> **What the task requires**: Beginning with the line that holds "Reviewer note: check that every instance of the hazy" and ending with the last line of the entries below, copy every line exactly and nothing else, with the pictures left out.

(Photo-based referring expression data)
:::::
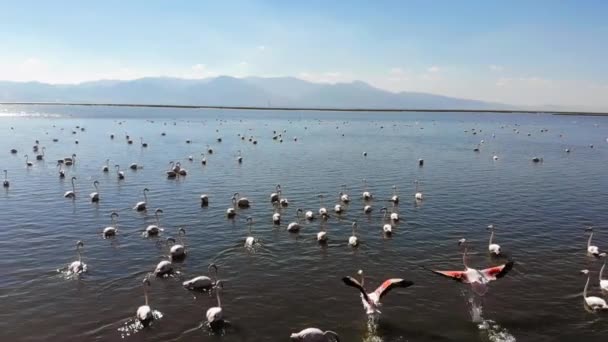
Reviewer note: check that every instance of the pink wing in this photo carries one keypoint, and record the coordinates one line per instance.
(390, 284)
(497, 272)
(456, 275)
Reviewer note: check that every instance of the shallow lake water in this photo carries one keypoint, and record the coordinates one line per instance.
(288, 282)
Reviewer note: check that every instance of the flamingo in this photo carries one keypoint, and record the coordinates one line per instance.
(366, 194)
(153, 230)
(322, 234)
(231, 212)
(322, 210)
(95, 195)
(353, 241)
(478, 279)
(141, 206)
(178, 250)
(106, 168)
(593, 302)
(165, 267)
(371, 301)
(71, 194)
(276, 196)
(314, 335)
(61, 171)
(395, 197)
(418, 195)
(113, 228)
(603, 282)
(250, 240)
(120, 174)
(343, 195)
(592, 250)
(6, 183)
(202, 282)
(215, 315)
(294, 227)
(144, 313)
(387, 228)
(493, 247)
(77, 267)
(41, 156)
(241, 202)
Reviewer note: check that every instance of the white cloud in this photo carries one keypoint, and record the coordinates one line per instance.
(433, 69)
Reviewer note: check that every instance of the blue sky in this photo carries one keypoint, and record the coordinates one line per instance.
(520, 52)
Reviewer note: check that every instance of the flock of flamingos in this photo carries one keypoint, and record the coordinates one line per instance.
(478, 279)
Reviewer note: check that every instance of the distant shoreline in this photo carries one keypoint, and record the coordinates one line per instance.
(319, 109)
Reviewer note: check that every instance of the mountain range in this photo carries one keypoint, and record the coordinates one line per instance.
(231, 91)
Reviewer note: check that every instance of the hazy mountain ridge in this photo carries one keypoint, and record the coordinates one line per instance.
(230, 91)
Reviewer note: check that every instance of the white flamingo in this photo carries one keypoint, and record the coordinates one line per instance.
(178, 250)
(95, 195)
(371, 301)
(591, 249)
(120, 174)
(387, 228)
(343, 195)
(77, 267)
(141, 206)
(478, 279)
(250, 240)
(353, 241)
(153, 230)
(366, 194)
(106, 168)
(314, 335)
(202, 282)
(113, 228)
(603, 282)
(294, 227)
(6, 183)
(231, 212)
(395, 197)
(276, 196)
(215, 315)
(592, 302)
(61, 171)
(72, 193)
(493, 247)
(322, 234)
(322, 209)
(418, 195)
(144, 313)
(241, 202)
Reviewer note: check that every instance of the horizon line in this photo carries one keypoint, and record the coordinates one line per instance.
(319, 109)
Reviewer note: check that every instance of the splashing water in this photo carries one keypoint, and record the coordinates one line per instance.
(495, 332)
(133, 325)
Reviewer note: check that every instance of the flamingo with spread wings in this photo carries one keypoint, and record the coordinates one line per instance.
(478, 279)
(371, 301)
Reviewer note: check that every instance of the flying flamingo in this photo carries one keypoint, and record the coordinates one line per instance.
(371, 301)
(478, 279)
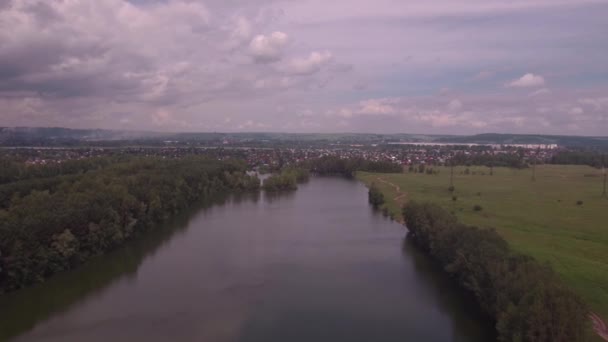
:::::
> **Written response**:
Reviewer note: check that every instance of the hazy mountain ridge in this photo carries one keypoint, and record the coordinates one line per instance.
(230, 91)
Reviewer note: check that every instance of the white flamingo in this photo carries one keypoint, and record the coordinates one line per instance.
(178, 250)
(95, 195)
(371, 301)
(591, 249)
(120, 174)
(387, 228)
(343, 195)
(77, 267)
(141, 206)
(478, 279)
(250, 240)
(353, 241)
(153, 230)
(366, 194)
(106, 168)
(314, 335)
(202, 282)
(113, 228)
(603, 282)
(294, 227)
(6, 183)
(231, 212)
(395, 197)
(276, 196)
(215, 315)
(592, 302)
(61, 171)
(72, 193)
(493, 247)
(322, 234)
(322, 209)
(418, 195)
(144, 313)
(241, 202)
Reviewer note: check that every instance of the horizon line in this photo carries one keypoint, and record the coordinates one line per instance.
(319, 109)
Reviewer note: check that every instance of the splashing water in this photo carries one keypoint, and record the coordinates one line per instance.
(495, 332)
(133, 325)
Reviewer note: check that every instance of the flamingo with spread wings in this photo carries one keypoint, and record the coordinates one line per instance.
(478, 279)
(371, 301)
Reviewer note: check that every instance of the flying flamingo in this photo carries one keypoint, and record the coordinates one line per instance.
(371, 301)
(478, 279)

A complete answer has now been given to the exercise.